Exercise: Whenever the word "positive" turns up in a line of the data below, copy that line.

Given records:
# # # # # # #
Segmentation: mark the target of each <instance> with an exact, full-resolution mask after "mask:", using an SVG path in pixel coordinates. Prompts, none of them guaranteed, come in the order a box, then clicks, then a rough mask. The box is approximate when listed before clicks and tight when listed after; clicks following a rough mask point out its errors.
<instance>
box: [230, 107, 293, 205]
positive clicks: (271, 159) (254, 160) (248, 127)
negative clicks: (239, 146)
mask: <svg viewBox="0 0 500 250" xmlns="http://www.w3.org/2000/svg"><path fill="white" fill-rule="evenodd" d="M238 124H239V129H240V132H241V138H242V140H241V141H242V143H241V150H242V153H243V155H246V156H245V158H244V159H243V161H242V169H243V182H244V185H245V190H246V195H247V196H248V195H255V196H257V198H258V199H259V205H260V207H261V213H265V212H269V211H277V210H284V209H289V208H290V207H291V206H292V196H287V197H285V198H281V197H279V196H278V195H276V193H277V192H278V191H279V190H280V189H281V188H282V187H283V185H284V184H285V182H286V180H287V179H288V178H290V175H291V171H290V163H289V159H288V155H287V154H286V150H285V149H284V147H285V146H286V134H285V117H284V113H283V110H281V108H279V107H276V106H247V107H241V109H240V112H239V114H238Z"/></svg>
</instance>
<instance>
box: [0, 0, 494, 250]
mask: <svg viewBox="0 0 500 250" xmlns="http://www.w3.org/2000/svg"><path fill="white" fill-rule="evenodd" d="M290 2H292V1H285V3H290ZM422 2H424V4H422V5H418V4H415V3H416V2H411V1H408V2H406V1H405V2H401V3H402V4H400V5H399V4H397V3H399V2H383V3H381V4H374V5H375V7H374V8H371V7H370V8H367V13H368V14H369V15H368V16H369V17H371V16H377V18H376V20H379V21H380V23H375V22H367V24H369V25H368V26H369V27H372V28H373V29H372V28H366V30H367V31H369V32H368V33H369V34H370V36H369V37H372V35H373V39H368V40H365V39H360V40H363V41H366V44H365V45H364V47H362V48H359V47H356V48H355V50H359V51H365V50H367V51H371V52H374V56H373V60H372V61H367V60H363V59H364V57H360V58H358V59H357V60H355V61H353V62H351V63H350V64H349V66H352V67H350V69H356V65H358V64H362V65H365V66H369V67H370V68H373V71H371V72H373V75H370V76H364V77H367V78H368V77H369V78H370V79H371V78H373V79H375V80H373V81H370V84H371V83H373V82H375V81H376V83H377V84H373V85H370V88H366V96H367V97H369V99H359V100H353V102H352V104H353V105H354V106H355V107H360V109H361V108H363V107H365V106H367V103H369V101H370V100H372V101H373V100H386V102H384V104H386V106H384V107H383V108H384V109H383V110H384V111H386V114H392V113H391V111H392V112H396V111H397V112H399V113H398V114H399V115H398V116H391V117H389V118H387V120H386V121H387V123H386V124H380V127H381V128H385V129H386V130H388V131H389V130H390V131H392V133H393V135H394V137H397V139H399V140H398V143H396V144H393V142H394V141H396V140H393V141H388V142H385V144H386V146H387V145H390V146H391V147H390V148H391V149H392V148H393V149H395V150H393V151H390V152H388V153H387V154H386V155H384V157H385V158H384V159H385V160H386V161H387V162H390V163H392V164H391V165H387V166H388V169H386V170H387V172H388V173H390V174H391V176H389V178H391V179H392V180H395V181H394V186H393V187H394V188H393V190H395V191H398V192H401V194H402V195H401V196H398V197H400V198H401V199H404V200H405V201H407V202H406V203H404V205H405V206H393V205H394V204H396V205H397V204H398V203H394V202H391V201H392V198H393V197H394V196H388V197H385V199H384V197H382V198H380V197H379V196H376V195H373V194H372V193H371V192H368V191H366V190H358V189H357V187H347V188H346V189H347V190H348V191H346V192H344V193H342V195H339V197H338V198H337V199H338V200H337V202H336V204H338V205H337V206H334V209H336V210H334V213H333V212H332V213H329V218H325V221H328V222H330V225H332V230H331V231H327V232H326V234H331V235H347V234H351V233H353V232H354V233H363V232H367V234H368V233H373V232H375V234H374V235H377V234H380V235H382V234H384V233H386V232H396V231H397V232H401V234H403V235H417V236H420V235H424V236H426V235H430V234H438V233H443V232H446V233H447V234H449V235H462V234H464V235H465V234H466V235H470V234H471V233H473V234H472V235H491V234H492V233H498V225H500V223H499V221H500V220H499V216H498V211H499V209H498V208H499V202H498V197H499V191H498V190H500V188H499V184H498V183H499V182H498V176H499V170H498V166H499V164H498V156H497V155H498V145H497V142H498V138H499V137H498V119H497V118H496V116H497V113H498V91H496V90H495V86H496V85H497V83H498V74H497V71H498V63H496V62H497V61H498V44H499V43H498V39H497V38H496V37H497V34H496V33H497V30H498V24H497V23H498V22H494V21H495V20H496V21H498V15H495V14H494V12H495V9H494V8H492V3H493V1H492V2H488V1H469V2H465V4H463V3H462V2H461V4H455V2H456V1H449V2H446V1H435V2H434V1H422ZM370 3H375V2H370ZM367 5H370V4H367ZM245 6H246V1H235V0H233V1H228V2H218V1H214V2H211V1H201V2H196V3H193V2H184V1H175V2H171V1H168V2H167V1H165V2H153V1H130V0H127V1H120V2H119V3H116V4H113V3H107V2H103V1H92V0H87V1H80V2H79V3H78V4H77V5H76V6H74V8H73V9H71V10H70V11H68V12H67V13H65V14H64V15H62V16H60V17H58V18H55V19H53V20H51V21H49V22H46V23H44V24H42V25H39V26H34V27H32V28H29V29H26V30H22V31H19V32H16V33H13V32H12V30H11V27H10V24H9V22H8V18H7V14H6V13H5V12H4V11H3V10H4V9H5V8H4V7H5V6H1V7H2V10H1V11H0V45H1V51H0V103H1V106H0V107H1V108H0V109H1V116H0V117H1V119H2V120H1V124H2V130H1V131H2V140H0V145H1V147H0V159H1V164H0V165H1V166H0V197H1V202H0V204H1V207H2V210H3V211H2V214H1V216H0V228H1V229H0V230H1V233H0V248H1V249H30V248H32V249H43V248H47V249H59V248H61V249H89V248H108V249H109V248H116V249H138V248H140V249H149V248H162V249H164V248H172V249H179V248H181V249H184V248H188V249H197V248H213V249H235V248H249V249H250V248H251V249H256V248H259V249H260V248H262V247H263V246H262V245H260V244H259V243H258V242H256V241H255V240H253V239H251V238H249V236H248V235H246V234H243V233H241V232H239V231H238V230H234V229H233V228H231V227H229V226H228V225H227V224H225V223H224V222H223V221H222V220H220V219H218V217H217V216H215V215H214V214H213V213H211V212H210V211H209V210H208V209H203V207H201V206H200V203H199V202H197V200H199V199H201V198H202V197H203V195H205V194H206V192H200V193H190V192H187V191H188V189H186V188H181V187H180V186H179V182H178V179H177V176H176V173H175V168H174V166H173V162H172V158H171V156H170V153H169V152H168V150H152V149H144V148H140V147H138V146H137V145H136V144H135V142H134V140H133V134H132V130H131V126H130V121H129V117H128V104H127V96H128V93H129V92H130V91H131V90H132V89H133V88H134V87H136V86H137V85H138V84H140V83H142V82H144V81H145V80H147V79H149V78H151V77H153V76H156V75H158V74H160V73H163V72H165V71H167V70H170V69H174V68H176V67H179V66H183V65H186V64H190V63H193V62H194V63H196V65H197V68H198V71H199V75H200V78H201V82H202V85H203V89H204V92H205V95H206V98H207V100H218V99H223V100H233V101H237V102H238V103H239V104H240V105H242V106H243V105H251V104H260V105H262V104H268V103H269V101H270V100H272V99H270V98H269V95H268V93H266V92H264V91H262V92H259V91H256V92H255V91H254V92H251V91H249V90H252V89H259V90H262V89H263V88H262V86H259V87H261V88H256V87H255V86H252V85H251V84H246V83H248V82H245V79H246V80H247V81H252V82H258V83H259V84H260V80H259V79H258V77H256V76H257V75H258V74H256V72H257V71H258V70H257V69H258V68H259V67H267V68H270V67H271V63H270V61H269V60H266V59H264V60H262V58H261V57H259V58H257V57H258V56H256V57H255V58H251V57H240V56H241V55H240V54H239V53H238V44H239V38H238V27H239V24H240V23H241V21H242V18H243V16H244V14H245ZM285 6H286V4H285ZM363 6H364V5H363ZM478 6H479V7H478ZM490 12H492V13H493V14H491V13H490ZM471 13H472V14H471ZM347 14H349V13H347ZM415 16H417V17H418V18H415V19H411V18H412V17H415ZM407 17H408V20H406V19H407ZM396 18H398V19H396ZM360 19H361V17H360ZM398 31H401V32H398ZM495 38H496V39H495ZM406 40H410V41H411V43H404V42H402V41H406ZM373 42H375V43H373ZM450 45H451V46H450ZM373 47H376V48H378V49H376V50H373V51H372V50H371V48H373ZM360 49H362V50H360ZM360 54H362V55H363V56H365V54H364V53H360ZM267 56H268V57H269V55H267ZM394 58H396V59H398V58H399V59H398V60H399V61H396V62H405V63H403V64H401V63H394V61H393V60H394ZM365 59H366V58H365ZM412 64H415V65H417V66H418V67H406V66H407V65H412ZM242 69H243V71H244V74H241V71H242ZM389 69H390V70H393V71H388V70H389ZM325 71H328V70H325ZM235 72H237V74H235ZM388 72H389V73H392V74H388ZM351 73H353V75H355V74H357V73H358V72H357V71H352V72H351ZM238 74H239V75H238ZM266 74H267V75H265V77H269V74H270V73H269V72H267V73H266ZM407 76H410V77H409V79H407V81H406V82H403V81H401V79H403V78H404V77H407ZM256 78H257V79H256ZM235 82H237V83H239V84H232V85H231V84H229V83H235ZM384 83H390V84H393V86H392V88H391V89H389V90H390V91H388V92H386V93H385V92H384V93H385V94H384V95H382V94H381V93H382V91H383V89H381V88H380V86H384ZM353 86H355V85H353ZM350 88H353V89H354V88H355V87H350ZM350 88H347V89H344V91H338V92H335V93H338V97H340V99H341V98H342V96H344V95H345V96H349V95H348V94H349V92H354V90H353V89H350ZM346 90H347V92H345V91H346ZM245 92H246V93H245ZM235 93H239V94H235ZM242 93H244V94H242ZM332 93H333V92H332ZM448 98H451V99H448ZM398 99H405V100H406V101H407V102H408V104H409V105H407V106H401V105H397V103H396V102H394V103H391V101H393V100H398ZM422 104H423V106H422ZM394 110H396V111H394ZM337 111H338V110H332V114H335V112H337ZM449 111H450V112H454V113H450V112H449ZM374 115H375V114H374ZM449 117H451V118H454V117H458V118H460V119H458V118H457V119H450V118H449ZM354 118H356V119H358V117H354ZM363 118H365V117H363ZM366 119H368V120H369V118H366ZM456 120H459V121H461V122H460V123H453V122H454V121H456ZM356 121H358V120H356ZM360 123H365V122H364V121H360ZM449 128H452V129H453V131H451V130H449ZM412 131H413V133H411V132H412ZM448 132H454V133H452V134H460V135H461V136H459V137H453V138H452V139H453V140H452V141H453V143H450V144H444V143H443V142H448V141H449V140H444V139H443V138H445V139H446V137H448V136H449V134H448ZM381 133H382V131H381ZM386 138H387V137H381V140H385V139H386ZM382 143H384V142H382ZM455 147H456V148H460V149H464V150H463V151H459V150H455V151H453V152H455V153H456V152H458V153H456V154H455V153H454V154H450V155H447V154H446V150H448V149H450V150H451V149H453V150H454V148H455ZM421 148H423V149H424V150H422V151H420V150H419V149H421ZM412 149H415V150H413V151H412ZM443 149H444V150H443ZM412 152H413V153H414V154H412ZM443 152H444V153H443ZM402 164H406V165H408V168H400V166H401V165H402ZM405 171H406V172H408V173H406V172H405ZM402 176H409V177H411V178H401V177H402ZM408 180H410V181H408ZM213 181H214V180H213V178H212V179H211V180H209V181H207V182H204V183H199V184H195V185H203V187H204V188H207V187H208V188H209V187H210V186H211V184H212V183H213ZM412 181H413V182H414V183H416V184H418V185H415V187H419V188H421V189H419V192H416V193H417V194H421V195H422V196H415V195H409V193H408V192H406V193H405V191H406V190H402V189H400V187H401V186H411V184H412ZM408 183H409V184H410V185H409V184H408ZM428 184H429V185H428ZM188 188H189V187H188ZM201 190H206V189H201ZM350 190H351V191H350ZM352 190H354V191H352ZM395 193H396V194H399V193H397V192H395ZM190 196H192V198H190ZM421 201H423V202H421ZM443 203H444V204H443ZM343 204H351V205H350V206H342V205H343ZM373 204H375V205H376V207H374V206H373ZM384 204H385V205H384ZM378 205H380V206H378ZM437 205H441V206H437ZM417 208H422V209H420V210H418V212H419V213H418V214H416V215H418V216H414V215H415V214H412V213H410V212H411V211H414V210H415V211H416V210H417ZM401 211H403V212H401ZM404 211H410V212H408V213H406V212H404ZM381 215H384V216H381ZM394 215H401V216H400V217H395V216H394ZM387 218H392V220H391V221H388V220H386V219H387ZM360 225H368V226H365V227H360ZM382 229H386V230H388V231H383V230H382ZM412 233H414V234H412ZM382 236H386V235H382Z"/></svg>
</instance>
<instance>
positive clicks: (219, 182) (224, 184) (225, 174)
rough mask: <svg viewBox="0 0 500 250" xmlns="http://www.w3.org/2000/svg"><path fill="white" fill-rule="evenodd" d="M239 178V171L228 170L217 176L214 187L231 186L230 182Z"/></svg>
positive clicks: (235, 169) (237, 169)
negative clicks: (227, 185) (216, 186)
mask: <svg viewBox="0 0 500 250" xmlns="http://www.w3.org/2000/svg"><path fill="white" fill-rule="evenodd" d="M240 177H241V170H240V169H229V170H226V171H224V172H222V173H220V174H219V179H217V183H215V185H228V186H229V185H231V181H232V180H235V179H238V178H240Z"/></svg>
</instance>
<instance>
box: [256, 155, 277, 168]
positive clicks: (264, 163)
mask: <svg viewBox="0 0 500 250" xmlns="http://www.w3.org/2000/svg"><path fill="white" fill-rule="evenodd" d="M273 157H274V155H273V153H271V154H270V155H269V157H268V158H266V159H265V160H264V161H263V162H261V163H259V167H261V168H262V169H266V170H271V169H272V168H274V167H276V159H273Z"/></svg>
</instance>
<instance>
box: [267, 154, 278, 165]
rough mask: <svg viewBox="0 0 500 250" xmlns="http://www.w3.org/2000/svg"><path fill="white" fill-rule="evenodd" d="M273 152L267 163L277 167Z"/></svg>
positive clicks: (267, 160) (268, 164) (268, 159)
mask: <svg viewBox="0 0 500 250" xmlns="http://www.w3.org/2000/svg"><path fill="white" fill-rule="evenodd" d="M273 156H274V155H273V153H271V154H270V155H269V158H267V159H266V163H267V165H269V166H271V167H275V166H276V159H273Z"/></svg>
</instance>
# # # # # # #
Response:
positive clicks: (271, 159) (254, 160) (248, 127)
positive clicks: (219, 182) (224, 184) (225, 174)
positive clicks: (235, 169) (237, 169)
positive clicks: (264, 163)
positive clicks: (267, 160) (268, 164) (268, 159)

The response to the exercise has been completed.